• **Exercise requirements**
Retype every one of the rows below word for word, keeping their order.

--- start of Record extracts ---

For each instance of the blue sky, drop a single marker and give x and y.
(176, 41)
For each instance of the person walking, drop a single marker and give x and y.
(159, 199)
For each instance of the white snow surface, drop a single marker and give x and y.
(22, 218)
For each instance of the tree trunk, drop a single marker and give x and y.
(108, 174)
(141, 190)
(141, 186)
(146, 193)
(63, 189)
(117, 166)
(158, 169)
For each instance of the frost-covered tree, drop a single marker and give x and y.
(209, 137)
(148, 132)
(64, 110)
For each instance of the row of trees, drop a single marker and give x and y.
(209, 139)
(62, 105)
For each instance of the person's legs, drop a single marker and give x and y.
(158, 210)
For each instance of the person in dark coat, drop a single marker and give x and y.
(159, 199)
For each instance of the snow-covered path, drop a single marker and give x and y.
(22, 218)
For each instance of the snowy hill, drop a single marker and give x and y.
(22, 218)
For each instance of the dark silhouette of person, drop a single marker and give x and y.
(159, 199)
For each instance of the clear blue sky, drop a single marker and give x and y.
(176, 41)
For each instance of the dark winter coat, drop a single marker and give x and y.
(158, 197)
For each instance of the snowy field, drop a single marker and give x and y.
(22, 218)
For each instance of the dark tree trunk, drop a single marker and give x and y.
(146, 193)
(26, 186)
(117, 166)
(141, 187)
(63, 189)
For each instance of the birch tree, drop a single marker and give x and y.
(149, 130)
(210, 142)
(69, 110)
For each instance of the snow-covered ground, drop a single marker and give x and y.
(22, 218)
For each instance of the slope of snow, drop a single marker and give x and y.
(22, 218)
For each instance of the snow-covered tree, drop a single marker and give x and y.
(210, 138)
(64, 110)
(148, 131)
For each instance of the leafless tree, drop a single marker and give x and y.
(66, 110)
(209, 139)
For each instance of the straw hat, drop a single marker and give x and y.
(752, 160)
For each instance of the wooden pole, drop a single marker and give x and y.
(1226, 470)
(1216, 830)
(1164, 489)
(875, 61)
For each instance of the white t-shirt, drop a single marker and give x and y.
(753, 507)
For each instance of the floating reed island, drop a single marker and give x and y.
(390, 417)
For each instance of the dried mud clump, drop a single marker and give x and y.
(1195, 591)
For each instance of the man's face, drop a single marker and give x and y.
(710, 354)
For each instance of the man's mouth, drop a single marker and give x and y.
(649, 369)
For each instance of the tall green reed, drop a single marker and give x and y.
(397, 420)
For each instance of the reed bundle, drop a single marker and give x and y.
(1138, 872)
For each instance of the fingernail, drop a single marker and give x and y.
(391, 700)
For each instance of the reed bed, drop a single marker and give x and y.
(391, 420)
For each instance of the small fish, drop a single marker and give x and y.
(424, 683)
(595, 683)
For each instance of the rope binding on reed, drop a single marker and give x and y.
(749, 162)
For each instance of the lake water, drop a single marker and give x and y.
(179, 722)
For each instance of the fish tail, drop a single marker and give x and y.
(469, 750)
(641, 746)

--- end of Record extracts ---

• **Finished task**
For each instance of the blue sky, drop a single marker and give x and y.
(176, 41)
For each instance of the person walking, drop a single marker and give x and y.
(159, 199)
For each instance of the white snow surface, drop a single marker and give x and y.
(22, 218)
For each instance of the tree trunk, drop a single marker and give x and y.
(108, 174)
(141, 190)
(141, 186)
(146, 193)
(63, 189)
(117, 166)
(158, 169)
For each instance of the frost-covered tree, drop a single marker and give x and y.
(209, 137)
(148, 132)
(64, 110)
For each instance of the row of trees, drop a single marker and give x and y.
(209, 139)
(62, 105)
For each instance of the person's legs, drop a single marker and give x and y.
(158, 210)
For each instance of the person in dark coat, drop a single marker and give x and y.
(159, 199)
For each instance of the snow-covered path, drop a single marker and give x and y.
(22, 218)
For each instance of the snowy hill, drop a single marker and give x and y.
(22, 218)
For each instance of the dark silhouette of person, drop a single marker and give x and y.
(159, 199)
For each instance of the clear blue sky, drop a single marker and give x and y.
(176, 41)
For each instance of the dark winter coat, drop a single marker and give x and y.
(158, 197)
For each instance of the snowy field, drop a single marker and give x and y.
(22, 218)
For each instance of the dark tree trunk, drop a single marker and give x and y.
(146, 193)
(26, 186)
(117, 166)
(141, 187)
(63, 189)
For each instance of the birch tree, drop a single marker and give x and y.
(149, 130)
(210, 142)
(69, 110)
For each instance of the snow-covered ground, drop a single marker and give x and y.
(22, 218)
For each instance of the slope of snow, drop a single marker and give x and y.
(22, 218)
For each instance of the snow-covered tree, drop a single marker and give x and y.
(210, 138)
(64, 110)
(148, 131)
For each instance of the leafless tree, drop a single marker and give x and y.
(66, 110)
(209, 139)
For each instance of the straw hat, drop a single marker and give x and y.
(752, 160)
For each instance of the wooden pole, drop a single marker and give x and y.
(1226, 470)
(1216, 830)
(1164, 489)
(875, 61)
For each instance of the white t-shirt, drop a single marker and give x and y.
(753, 507)
For each instance of the floating reed island, drop a single marker and give x and y.
(390, 417)
For each instance of the dried mud clump, drop a single marker and give x and y.
(1195, 591)
For each instance of the man's face, drop a single marker and give x and y.
(710, 354)
For each instance of the man's mouth, drop a single marker and give x and y.
(649, 369)
For each instance of the tall green reed, drop a single marker and give x and y.
(397, 420)
For each instance of the reed bundle, drop a single marker and give x and y.
(1138, 872)
For each instance of the fingernail, drop a single marker and give x and y.
(391, 700)
For each instance of the reed bed, drop a single marker and give x and y.
(391, 420)
For each instance of the small fish, drop a single marker and give x and y.
(424, 683)
(595, 683)
For each instance of the rope binding on reed, drop a single marker and give x and y.
(749, 162)
For each instance of the lake water, drop a single marker and give x and y.
(179, 722)
For each instance of the fish tail, drop a single marker and give x and y.
(469, 750)
(641, 746)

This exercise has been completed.